_Task to carry out_.
Below are entries; copy exactly, and only, the lines from the one containing "the white cloud" through their final line, leaving out pictures.

Image-grounded pointing data
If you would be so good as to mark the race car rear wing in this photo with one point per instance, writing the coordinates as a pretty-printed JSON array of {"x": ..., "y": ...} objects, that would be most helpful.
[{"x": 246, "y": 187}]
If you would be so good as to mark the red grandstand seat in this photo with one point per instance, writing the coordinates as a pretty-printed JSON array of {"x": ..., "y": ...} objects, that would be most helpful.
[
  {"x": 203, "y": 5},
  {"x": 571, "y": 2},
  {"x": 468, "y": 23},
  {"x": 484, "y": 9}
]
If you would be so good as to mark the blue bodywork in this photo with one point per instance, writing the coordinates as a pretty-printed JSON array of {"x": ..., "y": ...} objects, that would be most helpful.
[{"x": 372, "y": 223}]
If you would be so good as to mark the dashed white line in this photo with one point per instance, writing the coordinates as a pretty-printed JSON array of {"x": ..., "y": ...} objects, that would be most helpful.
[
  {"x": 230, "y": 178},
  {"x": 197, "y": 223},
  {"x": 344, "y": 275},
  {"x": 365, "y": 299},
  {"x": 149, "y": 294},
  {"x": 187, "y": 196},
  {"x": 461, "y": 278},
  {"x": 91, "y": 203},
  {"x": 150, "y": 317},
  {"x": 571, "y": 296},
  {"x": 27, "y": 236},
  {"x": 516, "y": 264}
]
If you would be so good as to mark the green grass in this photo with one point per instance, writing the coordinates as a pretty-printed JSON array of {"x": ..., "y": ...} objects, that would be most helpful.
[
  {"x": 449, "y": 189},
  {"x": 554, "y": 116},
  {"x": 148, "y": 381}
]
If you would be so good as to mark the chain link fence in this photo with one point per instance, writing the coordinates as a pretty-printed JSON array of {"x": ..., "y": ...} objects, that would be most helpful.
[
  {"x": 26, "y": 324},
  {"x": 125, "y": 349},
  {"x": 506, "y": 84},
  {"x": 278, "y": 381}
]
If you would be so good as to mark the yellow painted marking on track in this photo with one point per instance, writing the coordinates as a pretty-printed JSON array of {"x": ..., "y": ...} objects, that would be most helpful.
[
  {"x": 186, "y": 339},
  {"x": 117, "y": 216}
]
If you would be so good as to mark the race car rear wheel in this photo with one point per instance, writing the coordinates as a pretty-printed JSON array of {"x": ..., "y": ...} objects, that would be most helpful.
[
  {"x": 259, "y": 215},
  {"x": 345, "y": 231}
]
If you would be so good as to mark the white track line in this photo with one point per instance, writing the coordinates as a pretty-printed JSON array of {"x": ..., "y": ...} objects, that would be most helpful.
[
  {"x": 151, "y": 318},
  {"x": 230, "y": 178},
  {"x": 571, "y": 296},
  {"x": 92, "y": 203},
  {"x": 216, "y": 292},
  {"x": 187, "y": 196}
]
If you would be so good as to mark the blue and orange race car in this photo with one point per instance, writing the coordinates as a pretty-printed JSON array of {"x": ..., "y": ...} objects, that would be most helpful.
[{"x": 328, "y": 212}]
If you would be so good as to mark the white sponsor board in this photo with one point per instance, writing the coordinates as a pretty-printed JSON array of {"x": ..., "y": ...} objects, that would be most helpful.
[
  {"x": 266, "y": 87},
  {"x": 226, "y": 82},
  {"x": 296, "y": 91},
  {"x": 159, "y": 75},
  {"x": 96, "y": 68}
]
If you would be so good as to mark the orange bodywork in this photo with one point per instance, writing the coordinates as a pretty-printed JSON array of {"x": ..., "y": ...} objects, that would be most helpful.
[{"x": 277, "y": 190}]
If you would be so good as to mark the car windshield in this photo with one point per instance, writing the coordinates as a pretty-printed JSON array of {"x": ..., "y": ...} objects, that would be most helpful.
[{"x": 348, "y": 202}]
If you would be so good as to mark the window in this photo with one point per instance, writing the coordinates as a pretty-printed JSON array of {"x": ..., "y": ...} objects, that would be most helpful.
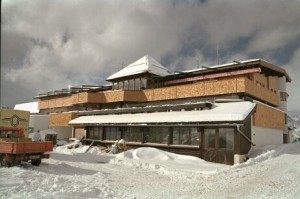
[
  {"x": 131, "y": 84},
  {"x": 120, "y": 85},
  {"x": 133, "y": 134},
  {"x": 283, "y": 96},
  {"x": 157, "y": 135},
  {"x": 209, "y": 138},
  {"x": 112, "y": 133},
  {"x": 226, "y": 138},
  {"x": 95, "y": 132},
  {"x": 116, "y": 86},
  {"x": 126, "y": 85},
  {"x": 181, "y": 135},
  {"x": 137, "y": 84},
  {"x": 195, "y": 136},
  {"x": 143, "y": 83}
]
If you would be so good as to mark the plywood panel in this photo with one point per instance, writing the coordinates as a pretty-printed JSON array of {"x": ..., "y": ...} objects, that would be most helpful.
[
  {"x": 43, "y": 104},
  {"x": 134, "y": 96},
  {"x": 164, "y": 93},
  {"x": 191, "y": 90},
  {"x": 260, "y": 80},
  {"x": 269, "y": 117},
  {"x": 261, "y": 92},
  {"x": 61, "y": 119},
  {"x": 114, "y": 96}
]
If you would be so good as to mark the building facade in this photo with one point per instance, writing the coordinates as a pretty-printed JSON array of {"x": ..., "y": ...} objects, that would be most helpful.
[{"x": 216, "y": 113}]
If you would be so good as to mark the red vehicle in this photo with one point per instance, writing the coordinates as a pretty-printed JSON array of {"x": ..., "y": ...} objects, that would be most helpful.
[{"x": 14, "y": 148}]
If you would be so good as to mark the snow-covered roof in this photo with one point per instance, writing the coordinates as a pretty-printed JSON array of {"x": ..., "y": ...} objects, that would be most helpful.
[
  {"x": 32, "y": 107},
  {"x": 220, "y": 112},
  {"x": 143, "y": 65},
  {"x": 244, "y": 63}
]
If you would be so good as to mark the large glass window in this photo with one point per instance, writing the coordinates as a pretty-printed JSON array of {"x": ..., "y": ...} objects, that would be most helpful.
[
  {"x": 121, "y": 86},
  {"x": 195, "y": 136},
  {"x": 209, "y": 138},
  {"x": 157, "y": 135},
  {"x": 137, "y": 84},
  {"x": 181, "y": 135},
  {"x": 131, "y": 84},
  {"x": 226, "y": 138},
  {"x": 143, "y": 83},
  {"x": 126, "y": 85},
  {"x": 112, "y": 133},
  {"x": 95, "y": 132},
  {"x": 133, "y": 134},
  {"x": 116, "y": 86}
]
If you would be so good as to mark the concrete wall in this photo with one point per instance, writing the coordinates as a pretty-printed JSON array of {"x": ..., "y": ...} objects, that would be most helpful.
[{"x": 266, "y": 136}]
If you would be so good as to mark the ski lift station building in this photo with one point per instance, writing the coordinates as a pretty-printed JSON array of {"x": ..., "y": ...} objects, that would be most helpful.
[{"x": 216, "y": 113}]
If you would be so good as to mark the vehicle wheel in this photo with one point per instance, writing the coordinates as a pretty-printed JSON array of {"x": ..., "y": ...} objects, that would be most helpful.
[
  {"x": 36, "y": 162},
  {"x": 4, "y": 162}
]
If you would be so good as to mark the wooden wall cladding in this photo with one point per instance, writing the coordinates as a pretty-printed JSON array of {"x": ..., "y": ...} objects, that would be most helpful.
[
  {"x": 268, "y": 117},
  {"x": 44, "y": 104},
  {"x": 113, "y": 96},
  {"x": 273, "y": 85},
  {"x": 260, "y": 79},
  {"x": 61, "y": 119},
  {"x": 191, "y": 90},
  {"x": 260, "y": 92},
  {"x": 197, "y": 89},
  {"x": 164, "y": 93},
  {"x": 134, "y": 96}
]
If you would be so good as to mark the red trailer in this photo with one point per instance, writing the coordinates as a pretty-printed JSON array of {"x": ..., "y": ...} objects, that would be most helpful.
[{"x": 14, "y": 148}]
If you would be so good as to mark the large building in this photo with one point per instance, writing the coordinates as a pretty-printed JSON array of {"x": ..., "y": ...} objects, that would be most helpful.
[{"x": 216, "y": 113}]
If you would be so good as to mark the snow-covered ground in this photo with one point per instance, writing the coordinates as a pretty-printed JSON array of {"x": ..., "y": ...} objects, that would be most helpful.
[{"x": 271, "y": 172}]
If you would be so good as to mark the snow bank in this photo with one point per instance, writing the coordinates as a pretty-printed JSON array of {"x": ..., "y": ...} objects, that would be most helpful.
[
  {"x": 261, "y": 154},
  {"x": 271, "y": 172},
  {"x": 167, "y": 163}
]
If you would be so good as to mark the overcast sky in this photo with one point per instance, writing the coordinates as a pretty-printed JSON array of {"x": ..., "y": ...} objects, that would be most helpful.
[{"x": 49, "y": 44}]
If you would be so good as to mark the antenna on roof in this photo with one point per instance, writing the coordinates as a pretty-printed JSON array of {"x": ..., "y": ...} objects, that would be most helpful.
[{"x": 218, "y": 57}]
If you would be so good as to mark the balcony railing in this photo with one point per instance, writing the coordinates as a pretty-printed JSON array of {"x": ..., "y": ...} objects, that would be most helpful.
[{"x": 197, "y": 89}]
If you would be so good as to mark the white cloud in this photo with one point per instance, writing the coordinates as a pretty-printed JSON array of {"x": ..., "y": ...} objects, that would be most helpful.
[{"x": 56, "y": 43}]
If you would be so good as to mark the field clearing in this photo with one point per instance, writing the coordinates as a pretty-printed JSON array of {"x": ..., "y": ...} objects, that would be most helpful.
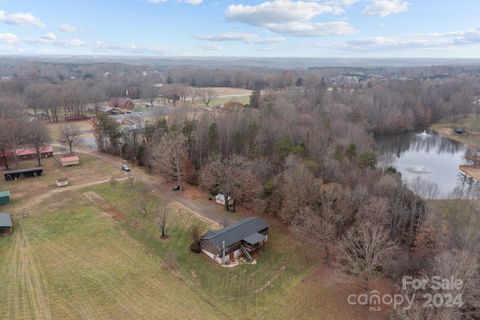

_Your solution_.
If you would be so good as to mark the white cloud in this photo with one point per instance, writing the coordinates as a pretty-printed JSON array of {"x": ..., "y": ...} objects, that would be most helpful.
[{"x": 56, "y": 43}]
If you would be so good as to mark the field clearing in this photo with one point per instance, writing the coordinates as a pretty-printed JSON array of {"x": ..., "y": ...} objects, that would be most helpful.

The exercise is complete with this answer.